# Required action
Across all the records, filter for lines with the word "light" and copy them.

(Stored data entries)
++++++
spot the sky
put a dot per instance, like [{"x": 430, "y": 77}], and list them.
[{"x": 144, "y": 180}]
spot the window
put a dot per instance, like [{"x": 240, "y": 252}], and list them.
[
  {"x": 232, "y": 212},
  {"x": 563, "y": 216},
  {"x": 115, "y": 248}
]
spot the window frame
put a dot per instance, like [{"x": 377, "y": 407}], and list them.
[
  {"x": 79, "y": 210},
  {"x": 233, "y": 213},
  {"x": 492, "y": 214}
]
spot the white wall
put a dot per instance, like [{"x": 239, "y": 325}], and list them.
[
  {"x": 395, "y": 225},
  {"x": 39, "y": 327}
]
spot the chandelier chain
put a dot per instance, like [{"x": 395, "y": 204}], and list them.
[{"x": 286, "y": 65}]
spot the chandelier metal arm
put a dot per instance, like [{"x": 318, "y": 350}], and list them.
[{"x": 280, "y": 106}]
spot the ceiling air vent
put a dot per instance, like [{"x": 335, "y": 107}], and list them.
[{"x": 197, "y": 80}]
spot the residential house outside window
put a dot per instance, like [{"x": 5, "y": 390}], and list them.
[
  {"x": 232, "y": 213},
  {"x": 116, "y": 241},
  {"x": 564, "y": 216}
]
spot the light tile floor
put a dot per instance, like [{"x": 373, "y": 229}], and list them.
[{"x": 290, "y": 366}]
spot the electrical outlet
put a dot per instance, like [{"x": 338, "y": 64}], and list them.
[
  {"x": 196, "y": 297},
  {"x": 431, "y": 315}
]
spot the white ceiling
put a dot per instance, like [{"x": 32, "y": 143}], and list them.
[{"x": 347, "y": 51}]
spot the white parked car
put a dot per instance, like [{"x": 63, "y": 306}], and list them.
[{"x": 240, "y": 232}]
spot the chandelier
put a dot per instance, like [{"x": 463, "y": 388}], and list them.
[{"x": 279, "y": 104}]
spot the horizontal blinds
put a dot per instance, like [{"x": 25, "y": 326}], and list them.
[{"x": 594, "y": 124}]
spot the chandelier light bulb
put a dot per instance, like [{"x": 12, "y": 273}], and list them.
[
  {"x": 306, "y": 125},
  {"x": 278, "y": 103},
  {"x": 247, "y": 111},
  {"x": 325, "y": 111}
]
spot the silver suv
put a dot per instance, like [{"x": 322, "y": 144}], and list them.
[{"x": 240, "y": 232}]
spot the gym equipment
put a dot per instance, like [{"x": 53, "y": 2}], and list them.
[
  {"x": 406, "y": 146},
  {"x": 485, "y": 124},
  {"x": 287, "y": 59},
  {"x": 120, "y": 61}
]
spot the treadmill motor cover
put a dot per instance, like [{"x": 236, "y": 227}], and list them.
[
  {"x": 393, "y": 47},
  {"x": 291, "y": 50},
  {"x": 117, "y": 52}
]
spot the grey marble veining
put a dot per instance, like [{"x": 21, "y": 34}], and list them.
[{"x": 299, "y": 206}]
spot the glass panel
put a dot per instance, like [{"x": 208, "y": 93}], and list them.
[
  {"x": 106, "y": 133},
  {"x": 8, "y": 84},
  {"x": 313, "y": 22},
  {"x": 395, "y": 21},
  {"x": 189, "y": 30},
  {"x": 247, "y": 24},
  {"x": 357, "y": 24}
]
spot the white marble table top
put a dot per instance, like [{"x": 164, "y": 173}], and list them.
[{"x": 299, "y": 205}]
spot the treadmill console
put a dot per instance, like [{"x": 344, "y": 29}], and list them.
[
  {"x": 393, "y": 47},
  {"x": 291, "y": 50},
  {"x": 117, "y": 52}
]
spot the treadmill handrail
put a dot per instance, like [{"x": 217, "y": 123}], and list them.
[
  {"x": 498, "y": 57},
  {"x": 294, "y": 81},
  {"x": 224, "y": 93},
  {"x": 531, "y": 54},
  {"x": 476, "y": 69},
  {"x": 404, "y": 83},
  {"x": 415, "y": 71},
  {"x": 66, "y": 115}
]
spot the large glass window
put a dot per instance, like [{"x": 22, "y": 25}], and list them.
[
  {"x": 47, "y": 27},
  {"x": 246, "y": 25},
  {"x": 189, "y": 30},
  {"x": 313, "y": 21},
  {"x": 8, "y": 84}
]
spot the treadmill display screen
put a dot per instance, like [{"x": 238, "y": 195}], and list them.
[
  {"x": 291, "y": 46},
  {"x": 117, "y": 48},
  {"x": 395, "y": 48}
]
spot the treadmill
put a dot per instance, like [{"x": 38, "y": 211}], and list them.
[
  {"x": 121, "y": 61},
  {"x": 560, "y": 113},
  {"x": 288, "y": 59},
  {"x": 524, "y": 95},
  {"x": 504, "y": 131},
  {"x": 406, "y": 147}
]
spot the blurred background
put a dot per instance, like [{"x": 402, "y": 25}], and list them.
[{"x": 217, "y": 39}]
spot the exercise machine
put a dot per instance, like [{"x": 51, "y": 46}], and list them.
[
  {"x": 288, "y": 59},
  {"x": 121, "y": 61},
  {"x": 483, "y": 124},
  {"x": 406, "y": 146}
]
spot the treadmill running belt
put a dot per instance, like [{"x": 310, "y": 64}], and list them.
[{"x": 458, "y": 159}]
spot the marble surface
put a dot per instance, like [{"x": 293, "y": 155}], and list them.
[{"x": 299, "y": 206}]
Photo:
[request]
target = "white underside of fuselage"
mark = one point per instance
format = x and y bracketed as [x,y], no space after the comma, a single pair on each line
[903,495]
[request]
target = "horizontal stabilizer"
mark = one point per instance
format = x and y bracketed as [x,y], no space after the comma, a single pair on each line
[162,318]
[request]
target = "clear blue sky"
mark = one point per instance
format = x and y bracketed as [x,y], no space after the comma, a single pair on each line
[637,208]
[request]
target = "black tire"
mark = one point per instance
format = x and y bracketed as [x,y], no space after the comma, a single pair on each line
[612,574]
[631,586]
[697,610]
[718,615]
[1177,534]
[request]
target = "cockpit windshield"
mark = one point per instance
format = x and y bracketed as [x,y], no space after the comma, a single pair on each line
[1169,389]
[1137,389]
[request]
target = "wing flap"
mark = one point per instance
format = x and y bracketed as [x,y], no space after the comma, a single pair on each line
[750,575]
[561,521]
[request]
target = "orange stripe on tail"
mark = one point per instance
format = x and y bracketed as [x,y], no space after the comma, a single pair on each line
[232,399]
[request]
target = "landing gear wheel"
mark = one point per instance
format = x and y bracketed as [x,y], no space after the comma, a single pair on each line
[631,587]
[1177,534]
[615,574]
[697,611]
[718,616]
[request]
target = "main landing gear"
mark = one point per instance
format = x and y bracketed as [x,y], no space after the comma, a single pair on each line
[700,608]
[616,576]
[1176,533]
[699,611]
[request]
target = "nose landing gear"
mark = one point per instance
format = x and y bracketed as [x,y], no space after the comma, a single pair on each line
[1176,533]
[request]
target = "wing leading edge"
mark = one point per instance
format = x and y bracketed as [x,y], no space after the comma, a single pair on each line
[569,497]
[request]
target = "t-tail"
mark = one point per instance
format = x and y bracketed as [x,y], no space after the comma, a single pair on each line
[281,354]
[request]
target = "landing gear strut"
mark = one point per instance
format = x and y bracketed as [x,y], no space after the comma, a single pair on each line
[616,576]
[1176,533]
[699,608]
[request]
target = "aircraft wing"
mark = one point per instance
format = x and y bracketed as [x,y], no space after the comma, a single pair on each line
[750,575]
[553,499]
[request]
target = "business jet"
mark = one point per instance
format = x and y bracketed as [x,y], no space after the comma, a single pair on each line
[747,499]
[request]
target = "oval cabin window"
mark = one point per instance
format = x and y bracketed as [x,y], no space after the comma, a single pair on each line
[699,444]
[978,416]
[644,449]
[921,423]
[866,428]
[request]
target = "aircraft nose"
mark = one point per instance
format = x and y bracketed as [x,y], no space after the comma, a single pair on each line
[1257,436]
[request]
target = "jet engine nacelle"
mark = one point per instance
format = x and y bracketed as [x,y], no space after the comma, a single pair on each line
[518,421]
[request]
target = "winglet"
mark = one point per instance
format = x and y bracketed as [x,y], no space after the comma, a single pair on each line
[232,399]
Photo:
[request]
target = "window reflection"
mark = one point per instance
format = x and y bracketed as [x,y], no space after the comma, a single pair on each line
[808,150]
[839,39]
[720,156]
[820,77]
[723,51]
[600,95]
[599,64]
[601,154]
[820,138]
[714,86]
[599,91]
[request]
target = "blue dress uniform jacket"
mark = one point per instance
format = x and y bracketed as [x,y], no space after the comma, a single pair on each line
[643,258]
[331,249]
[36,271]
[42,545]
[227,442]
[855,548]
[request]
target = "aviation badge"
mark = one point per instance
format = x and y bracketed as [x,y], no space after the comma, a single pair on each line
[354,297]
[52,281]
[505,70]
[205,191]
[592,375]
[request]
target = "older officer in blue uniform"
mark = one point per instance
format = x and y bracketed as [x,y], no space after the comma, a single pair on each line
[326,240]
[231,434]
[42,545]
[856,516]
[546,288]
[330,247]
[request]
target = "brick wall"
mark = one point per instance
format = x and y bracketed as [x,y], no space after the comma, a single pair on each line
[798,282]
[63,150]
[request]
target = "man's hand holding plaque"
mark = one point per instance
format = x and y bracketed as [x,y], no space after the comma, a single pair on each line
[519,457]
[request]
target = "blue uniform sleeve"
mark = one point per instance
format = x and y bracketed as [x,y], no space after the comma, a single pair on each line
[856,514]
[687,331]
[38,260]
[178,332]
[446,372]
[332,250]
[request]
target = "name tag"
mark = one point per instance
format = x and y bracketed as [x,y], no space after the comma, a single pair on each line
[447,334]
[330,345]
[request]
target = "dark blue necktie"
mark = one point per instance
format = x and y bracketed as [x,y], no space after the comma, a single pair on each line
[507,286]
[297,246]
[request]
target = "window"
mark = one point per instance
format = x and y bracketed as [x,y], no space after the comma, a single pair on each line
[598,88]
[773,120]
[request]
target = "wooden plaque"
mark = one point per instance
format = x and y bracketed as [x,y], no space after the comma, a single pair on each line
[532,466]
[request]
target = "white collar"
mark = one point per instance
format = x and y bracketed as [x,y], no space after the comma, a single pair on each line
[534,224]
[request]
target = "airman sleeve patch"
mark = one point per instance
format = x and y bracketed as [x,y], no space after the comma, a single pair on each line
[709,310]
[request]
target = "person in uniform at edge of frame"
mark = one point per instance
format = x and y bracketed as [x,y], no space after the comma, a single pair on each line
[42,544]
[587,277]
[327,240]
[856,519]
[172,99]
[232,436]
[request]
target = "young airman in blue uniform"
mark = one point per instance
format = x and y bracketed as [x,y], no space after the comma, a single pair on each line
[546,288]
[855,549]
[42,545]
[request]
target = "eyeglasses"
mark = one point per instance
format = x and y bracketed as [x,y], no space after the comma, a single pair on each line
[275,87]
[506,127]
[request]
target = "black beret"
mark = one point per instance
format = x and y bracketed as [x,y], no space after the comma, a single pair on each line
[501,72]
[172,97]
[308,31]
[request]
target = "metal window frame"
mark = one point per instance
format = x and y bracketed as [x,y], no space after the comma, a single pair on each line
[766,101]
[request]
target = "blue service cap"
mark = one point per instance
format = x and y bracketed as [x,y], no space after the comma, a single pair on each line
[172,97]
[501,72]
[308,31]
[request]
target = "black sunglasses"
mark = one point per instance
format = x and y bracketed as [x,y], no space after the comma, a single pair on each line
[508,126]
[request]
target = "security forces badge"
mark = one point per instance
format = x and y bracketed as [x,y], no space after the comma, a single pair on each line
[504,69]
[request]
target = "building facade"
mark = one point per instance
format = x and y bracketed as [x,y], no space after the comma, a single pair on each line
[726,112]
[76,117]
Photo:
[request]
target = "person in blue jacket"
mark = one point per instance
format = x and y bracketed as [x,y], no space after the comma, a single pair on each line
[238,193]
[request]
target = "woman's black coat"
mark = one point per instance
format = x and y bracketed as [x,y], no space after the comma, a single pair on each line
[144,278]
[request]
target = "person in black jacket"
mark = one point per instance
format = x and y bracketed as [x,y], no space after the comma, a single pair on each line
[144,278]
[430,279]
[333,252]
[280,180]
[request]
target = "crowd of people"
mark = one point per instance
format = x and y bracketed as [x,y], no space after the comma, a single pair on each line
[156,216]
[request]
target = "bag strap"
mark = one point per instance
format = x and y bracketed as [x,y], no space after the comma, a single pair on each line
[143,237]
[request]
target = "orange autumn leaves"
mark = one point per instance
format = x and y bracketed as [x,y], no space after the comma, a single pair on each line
++++++
# Exercise result
spot the light tile floor
spot the chandelier light bulb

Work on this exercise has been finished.